◆ What the exercise asks ◆
Every line of the records that holds the word "frame" should be copied.

Natural-language object grounding data:

-------------------------

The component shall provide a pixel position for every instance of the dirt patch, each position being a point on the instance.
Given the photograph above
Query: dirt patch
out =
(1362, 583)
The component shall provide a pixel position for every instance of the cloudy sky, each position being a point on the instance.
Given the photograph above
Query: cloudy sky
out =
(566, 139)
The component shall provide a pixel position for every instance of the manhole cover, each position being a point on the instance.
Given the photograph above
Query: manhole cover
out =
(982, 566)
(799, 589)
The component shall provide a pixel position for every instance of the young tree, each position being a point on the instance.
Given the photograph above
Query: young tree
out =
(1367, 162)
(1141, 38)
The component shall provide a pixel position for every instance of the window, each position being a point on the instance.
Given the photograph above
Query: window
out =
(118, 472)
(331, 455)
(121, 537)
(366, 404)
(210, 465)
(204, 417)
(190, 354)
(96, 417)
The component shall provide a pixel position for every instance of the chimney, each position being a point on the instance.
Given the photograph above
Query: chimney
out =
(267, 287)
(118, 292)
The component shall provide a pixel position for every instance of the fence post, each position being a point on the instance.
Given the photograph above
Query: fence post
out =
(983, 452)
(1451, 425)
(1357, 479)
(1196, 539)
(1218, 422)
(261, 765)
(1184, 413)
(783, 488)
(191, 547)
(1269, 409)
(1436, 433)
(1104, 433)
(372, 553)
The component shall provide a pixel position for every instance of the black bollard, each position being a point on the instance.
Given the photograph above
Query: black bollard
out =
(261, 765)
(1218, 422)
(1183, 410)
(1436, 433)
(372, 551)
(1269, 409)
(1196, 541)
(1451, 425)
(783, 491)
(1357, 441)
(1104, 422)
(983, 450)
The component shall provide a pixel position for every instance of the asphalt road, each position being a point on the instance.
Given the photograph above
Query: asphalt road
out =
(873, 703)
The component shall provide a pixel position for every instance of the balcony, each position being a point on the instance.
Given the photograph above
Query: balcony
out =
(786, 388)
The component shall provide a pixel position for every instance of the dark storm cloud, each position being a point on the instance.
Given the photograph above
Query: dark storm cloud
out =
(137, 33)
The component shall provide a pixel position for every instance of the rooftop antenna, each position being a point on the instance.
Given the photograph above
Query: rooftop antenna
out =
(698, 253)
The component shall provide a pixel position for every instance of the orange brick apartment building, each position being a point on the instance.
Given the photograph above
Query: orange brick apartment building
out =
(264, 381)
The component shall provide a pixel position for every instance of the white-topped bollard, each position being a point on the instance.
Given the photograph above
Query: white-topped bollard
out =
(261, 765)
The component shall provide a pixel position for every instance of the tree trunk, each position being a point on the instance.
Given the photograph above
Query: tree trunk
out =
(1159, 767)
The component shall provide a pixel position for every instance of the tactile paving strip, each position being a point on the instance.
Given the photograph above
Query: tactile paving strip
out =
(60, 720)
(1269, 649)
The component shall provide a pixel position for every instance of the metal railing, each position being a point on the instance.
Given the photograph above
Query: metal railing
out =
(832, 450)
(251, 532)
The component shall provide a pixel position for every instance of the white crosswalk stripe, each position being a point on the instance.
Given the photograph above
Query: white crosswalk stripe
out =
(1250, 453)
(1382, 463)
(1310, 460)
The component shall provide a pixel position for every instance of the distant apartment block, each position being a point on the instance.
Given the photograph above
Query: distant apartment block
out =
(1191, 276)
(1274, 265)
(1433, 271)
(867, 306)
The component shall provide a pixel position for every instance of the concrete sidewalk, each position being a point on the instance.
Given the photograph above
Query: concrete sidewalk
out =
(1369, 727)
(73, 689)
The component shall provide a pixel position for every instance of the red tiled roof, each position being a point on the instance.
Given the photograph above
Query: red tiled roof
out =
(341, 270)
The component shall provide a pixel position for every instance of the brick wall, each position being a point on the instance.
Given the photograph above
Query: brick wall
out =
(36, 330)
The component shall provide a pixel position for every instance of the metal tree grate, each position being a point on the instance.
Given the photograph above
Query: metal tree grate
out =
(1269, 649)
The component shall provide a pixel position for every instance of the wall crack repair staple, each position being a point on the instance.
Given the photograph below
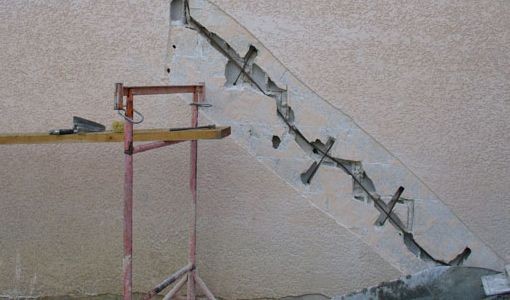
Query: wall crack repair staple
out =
(244, 69)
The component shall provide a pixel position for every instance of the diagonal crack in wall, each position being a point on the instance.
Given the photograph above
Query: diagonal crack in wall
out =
(243, 70)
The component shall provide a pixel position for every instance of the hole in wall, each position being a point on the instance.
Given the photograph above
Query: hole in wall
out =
(177, 16)
(276, 141)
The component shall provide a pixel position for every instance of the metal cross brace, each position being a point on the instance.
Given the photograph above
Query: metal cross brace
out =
(307, 176)
(388, 209)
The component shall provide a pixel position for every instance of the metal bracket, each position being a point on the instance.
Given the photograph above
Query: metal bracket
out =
(307, 176)
(389, 208)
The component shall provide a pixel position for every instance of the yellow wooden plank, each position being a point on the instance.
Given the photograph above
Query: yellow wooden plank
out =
(110, 136)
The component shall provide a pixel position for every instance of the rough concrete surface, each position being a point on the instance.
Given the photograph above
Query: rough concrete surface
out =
(428, 80)
(61, 205)
(259, 235)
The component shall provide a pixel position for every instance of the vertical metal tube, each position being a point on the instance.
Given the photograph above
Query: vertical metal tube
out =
(191, 294)
(128, 201)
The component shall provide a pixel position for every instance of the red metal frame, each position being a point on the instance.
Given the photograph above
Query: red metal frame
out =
(189, 270)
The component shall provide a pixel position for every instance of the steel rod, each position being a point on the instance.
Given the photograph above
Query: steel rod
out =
(154, 145)
(128, 202)
(204, 287)
(168, 281)
(177, 287)
(191, 294)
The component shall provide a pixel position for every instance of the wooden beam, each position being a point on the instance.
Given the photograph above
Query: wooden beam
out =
(110, 136)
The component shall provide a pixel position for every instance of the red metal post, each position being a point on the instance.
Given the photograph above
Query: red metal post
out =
(128, 200)
(191, 294)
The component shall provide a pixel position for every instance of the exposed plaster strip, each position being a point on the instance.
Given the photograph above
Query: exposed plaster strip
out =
(363, 186)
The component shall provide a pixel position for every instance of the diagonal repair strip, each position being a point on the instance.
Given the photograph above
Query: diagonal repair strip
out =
(244, 69)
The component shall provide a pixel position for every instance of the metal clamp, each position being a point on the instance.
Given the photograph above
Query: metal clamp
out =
(132, 121)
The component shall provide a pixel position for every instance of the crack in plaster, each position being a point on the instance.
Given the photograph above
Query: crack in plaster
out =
(244, 70)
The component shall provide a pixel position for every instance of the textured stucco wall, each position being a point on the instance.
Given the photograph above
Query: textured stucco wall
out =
(428, 80)
(61, 205)
(60, 209)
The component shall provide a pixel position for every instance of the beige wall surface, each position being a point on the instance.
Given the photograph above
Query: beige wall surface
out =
(428, 80)
(61, 205)
(429, 83)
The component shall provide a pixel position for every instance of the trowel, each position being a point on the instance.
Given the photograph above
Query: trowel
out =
(79, 125)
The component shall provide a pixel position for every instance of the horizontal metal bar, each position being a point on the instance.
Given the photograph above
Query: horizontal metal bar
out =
(176, 288)
(168, 281)
(153, 145)
(158, 90)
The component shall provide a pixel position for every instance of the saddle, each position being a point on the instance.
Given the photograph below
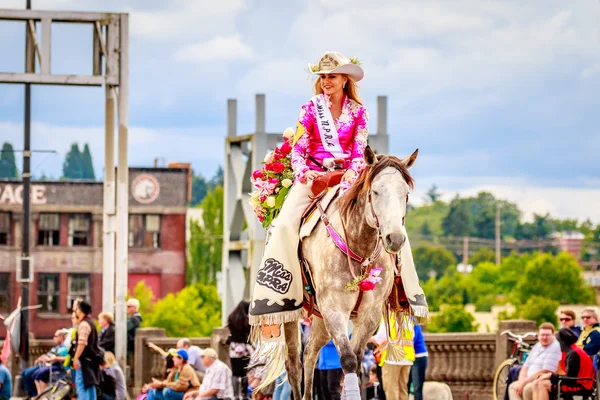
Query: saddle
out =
(397, 299)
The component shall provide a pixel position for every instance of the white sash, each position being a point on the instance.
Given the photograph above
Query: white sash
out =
(329, 134)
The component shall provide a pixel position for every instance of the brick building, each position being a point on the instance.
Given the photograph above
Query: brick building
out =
(66, 240)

-------------------------

◆ Response ◆
The component shall provide a pixel position for every instance of the red metal frame, each position being a point on the instance.
Query: red metal frame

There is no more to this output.